▶ TASK ITEM:
In the article about the Ford Field vaccine clinic, how many doses will medical staff administer over the next eight weeks?

After weeks of preparation and negotiations between several public and private agencies, America's first mass vaccine clinic opened at 8 a.m. today.
"(It's) amazingly important to have sites like this in our community, especially in communities of color and vulnerable communities, so we can reach those that may be hesitant or have concerns about the vaccine," said Dr. Usamah Mossallam, a Henry Ford Health Systems medical director.
Why Ford Field?
Ford Field was selected for its proximity to so many people, particularly underserved people. While vaccine rates in Southeast Michigan are rising steadily, communities like Detroit are still well behind the average.
Currently, only 16% of Detroit has gotten covered, while the rest of Wayne and Oakland County have vaccinated more than 30% of their residents.
The city and state hope to change that over the next eight weeks when medical staff administers 335,000 doses of the Pfizer, Moderna, and Johnson & Johnson vaccine.
"That's really important to get us to our 70% magic number for herd immunity," said Mossallam.
In addition to the 600,000-plus people that live in Detroit, Ford Field will also service any of the millions that live in the greater Metro Detroit area.
Who gets vaccinated first?

▶ STORED DATA:
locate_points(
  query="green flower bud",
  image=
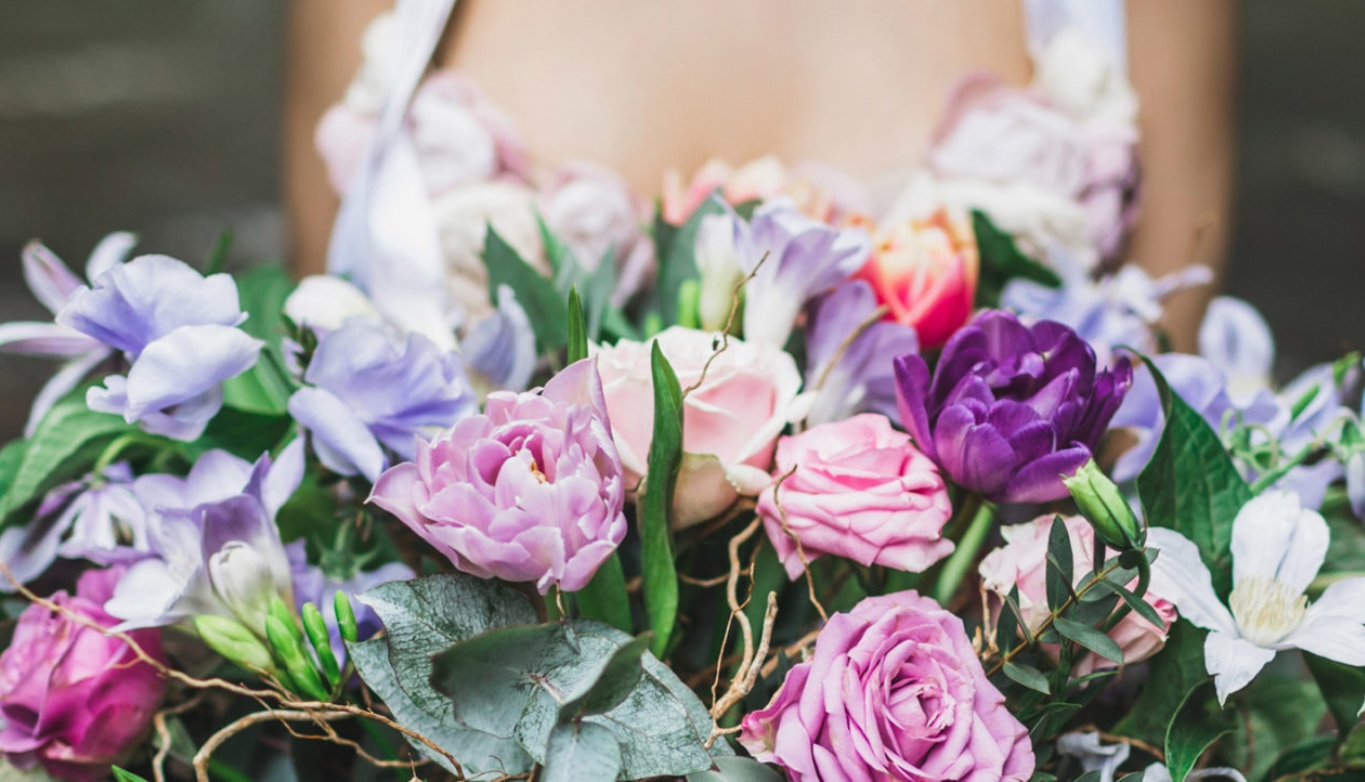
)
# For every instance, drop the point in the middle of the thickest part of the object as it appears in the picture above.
(1104, 507)
(321, 640)
(346, 618)
(234, 642)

▶ TASK SOLUTION:
335,000 doses